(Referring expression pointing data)

• • • •

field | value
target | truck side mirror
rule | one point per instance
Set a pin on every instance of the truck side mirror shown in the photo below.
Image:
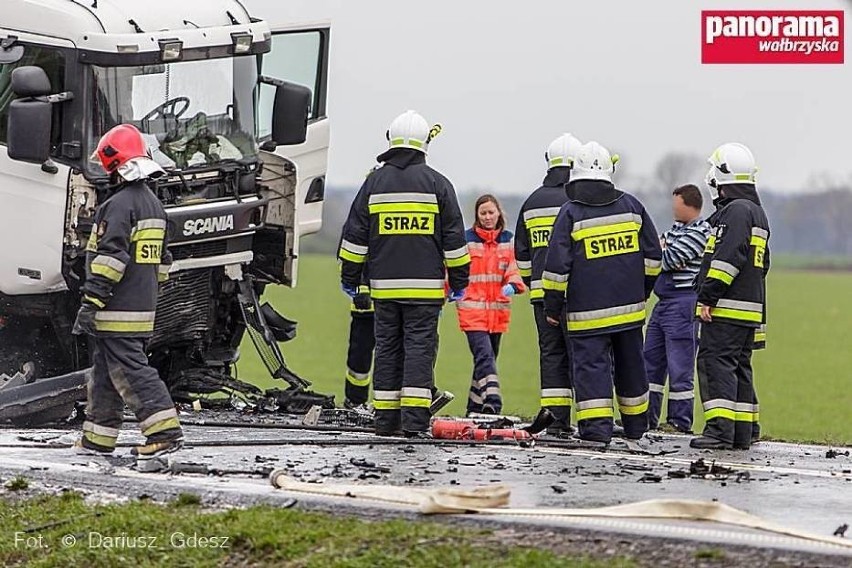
(30, 116)
(290, 113)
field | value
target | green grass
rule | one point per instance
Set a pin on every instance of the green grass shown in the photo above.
(803, 376)
(258, 536)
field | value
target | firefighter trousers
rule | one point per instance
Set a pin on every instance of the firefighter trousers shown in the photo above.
(555, 370)
(600, 361)
(727, 384)
(403, 377)
(121, 375)
(484, 393)
(671, 341)
(359, 358)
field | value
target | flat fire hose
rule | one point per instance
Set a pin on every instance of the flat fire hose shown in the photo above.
(493, 500)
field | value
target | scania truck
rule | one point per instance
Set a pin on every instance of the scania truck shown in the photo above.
(232, 108)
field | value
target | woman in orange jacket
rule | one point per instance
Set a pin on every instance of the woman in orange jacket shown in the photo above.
(485, 308)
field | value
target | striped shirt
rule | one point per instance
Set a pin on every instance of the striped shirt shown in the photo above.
(684, 249)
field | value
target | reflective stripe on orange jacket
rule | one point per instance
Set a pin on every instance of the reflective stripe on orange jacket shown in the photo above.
(492, 266)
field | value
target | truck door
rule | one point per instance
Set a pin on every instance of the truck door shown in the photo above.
(300, 55)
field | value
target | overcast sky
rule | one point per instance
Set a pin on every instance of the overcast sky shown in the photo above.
(506, 77)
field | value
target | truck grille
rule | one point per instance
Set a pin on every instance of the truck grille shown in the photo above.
(184, 308)
(199, 250)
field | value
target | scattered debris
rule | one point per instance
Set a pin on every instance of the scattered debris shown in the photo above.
(650, 478)
(18, 483)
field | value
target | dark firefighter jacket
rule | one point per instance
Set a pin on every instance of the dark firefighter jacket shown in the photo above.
(126, 258)
(405, 227)
(535, 224)
(736, 260)
(604, 257)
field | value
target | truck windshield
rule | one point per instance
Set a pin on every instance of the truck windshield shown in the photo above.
(194, 113)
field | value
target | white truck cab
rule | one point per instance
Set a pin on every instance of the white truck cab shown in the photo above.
(234, 111)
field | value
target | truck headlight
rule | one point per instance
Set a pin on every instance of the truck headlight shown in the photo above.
(170, 49)
(242, 43)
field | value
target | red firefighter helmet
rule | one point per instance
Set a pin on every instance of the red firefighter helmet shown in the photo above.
(119, 145)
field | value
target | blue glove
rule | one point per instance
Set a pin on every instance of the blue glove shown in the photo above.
(350, 291)
(455, 295)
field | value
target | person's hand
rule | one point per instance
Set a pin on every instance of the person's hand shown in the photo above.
(455, 295)
(362, 301)
(350, 291)
(85, 322)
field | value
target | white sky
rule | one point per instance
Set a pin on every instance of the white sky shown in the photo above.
(506, 77)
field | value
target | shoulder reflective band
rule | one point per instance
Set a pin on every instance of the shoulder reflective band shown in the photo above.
(724, 271)
(653, 267)
(110, 268)
(595, 408)
(608, 317)
(758, 241)
(352, 252)
(609, 225)
(537, 290)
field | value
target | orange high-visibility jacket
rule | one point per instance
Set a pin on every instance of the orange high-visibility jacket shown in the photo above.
(492, 265)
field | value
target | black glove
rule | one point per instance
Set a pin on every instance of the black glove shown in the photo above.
(85, 322)
(362, 301)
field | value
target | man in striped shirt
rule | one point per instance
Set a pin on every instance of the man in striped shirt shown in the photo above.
(672, 339)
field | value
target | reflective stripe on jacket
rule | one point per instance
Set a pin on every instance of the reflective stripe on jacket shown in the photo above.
(492, 266)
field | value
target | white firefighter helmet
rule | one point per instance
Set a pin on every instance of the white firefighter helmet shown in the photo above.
(593, 161)
(731, 163)
(562, 151)
(410, 130)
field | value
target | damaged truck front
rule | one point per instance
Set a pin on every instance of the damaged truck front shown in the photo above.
(233, 110)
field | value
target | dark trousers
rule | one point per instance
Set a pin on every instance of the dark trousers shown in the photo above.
(726, 382)
(403, 378)
(484, 383)
(555, 372)
(671, 341)
(359, 358)
(600, 360)
(121, 375)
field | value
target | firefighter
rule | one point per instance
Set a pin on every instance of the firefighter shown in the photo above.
(126, 257)
(405, 227)
(532, 234)
(485, 310)
(602, 261)
(672, 336)
(731, 301)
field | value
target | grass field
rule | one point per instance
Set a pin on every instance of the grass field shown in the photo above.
(804, 377)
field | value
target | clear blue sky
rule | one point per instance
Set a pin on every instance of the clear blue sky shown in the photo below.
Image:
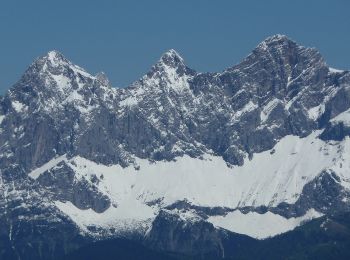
(124, 38)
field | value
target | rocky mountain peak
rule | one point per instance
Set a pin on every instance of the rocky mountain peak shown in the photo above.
(172, 58)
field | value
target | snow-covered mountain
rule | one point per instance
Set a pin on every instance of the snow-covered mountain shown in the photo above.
(257, 149)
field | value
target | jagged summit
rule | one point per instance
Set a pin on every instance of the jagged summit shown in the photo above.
(171, 58)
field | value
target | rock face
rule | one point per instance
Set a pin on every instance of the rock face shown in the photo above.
(64, 132)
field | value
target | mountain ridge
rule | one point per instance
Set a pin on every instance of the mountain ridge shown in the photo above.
(255, 144)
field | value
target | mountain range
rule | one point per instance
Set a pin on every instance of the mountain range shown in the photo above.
(180, 164)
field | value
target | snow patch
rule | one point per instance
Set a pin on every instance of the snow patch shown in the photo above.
(343, 117)
(47, 166)
(333, 70)
(260, 226)
(125, 216)
(265, 113)
(18, 106)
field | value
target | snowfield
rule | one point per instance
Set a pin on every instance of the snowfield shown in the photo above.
(269, 178)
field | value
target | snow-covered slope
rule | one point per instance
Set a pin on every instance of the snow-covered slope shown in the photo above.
(268, 179)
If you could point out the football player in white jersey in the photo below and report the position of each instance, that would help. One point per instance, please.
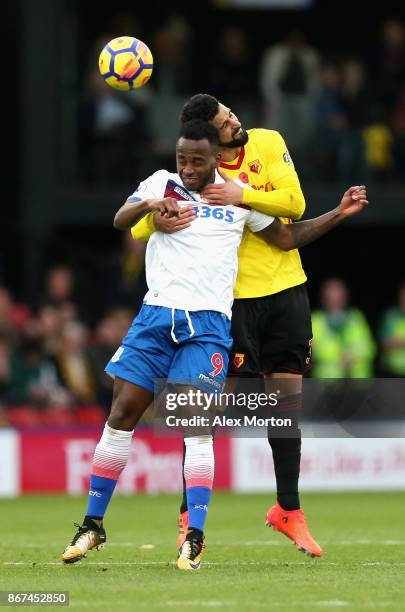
(182, 332)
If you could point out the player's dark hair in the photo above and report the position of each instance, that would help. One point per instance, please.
(200, 106)
(196, 129)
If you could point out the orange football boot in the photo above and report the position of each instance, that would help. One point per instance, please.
(294, 525)
(182, 528)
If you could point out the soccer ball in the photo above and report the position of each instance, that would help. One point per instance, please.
(125, 63)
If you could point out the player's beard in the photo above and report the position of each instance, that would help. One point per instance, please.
(240, 141)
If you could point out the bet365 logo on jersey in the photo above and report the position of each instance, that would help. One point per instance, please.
(204, 212)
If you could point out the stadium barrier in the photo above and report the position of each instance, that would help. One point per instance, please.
(51, 460)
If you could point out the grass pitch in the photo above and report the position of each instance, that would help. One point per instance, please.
(245, 567)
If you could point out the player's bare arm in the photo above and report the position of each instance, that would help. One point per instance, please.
(296, 235)
(285, 201)
(132, 212)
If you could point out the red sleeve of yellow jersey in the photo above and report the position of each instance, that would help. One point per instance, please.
(286, 198)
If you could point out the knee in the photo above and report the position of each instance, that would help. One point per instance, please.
(122, 415)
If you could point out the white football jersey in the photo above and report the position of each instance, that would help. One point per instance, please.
(195, 268)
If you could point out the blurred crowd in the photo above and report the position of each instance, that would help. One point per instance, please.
(342, 116)
(52, 361)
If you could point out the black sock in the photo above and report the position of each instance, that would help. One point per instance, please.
(287, 459)
(194, 533)
(183, 506)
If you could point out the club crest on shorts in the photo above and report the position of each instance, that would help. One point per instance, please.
(239, 360)
(217, 361)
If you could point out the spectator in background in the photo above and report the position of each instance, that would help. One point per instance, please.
(33, 377)
(343, 346)
(107, 338)
(114, 130)
(74, 365)
(399, 135)
(330, 122)
(392, 336)
(171, 83)
(133, 281)
(386, 65)
(355, 102)
(13, 316)
(234, 77)
(289, 83)
(114, 133)
(59, 285)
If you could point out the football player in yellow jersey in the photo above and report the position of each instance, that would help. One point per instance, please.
(271, 321)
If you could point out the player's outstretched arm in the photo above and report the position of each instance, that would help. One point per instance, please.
(131, 211)
(286, 199)
(295, 235)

• • • •

Exercise aim: Every line in the records above that contains the word "clear" should be copied out.

Task result:
target | clear blue sky
Set a pin on every instance of the clear blue sky shown in the photo below.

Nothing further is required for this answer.